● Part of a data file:
——————————
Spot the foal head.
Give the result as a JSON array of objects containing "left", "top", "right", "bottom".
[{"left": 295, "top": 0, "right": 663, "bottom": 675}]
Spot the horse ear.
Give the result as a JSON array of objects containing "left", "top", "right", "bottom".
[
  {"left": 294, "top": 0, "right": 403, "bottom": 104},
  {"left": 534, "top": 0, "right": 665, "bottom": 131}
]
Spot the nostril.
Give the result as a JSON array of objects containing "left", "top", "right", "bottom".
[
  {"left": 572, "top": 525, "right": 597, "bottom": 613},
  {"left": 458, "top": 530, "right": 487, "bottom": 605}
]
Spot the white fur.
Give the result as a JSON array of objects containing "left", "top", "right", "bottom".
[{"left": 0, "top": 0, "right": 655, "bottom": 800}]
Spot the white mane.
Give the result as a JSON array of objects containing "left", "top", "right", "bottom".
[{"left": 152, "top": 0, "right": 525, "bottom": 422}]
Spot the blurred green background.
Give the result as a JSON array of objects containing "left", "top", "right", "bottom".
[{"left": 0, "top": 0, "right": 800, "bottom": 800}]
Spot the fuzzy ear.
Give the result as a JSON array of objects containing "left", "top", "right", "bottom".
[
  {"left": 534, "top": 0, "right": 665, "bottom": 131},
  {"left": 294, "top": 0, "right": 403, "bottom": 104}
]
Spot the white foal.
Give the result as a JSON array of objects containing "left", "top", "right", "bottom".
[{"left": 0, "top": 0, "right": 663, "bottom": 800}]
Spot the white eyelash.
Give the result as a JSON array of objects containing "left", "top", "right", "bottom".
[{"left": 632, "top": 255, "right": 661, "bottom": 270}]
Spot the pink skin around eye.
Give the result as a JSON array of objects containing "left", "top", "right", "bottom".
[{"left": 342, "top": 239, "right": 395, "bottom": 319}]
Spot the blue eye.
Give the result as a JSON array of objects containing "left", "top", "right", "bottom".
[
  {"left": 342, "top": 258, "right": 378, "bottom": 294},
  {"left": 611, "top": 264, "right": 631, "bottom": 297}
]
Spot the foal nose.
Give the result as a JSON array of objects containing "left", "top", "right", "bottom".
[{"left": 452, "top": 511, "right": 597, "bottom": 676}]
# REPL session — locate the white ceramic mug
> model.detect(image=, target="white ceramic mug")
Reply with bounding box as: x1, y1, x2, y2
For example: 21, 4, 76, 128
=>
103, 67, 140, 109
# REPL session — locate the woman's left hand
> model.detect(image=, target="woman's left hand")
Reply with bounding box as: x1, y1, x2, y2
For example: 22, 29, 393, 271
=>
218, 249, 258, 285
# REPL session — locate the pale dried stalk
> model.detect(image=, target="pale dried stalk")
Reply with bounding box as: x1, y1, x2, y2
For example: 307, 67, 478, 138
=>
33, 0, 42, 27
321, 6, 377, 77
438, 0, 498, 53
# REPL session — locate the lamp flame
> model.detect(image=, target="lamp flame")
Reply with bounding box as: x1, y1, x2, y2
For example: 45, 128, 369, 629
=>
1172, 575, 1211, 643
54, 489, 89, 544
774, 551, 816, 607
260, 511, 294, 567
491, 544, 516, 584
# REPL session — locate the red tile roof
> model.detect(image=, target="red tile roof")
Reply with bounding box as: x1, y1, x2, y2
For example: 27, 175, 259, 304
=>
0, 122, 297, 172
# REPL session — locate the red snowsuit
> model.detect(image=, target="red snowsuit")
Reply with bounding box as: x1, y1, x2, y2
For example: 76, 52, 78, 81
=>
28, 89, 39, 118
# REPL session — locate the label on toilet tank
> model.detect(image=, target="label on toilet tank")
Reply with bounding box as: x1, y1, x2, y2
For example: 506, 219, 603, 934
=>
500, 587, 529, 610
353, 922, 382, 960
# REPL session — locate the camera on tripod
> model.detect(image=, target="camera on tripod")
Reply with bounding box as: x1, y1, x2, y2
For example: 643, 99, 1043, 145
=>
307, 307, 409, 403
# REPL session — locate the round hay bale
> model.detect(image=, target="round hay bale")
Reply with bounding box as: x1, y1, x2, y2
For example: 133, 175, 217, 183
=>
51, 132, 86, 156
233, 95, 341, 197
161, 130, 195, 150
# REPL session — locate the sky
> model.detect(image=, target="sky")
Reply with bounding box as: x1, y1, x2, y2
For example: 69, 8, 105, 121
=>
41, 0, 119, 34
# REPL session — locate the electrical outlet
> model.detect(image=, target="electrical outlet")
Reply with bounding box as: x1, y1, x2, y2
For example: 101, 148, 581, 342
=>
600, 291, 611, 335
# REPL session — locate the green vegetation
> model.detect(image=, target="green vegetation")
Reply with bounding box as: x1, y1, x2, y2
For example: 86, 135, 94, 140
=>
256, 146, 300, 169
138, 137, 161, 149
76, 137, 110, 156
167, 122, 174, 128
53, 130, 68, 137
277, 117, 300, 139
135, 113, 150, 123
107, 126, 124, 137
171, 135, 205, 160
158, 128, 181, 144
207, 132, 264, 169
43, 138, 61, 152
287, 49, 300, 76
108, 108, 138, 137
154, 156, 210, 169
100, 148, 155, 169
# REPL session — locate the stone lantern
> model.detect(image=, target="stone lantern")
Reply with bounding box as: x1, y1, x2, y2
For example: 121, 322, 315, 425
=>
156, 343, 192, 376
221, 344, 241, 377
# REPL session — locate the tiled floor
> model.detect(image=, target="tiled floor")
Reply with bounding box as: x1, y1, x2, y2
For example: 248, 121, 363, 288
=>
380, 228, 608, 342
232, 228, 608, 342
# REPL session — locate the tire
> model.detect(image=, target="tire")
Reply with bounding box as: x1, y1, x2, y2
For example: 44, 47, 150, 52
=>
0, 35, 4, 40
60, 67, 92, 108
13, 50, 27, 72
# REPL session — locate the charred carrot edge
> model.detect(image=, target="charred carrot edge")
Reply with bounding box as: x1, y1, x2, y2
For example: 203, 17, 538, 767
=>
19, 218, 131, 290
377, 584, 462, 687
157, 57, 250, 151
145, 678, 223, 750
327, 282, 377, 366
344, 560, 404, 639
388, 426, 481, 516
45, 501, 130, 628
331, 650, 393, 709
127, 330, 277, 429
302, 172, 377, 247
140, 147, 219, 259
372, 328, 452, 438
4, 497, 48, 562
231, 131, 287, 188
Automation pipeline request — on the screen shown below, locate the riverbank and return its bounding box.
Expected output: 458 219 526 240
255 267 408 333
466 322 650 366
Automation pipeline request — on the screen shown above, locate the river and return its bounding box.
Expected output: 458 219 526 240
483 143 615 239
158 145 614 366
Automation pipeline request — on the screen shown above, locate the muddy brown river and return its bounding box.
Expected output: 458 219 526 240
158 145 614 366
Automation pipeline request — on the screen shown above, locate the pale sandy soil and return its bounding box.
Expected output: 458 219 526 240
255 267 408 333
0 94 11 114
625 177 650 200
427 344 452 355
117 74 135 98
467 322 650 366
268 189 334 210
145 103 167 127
——————————
● What you have to do:
Rewrite the items from the line containing "Spot the foal nose." through the line containing "438, 0, 498, 53", including the requests, and shift each bounding-box coordinate in the answers by adding 52 to it. Keep all other text unchanged.

● Response to the exercise:
Spot the foal nose.
Give the result as a JSON array of objects containing "left", "top", "right", "bottom".
[{"left": 504, "top": 563, "right": 649, "bottom": 728}]
# REPL session — locate the white ceramic mug
> model.detect(image=, target="white ceramic mug")
Reply with bounding box as: x1, y1, x2, y2
For example: 21, 4, 76, 128
=>
155, 119, 192, 161
# REPL session — locate the woman's left hand
> model.detect(image=, target="woman's left hand")
Reply with bounding box as: x1, y1, x2, y2
For example: 22, 29, 393, 271
=>
270, 301, 310, 337
# REPL session — locate the pale dried stalk
> model.detect(image=, target="pale dried stalk")
Reply with bounding box as: x1, y1, x2, y2
For example: 307, 67, 478, 138
=>
85, 52, 94, 79
373, 58, 429, 129
490, 52, 550, 105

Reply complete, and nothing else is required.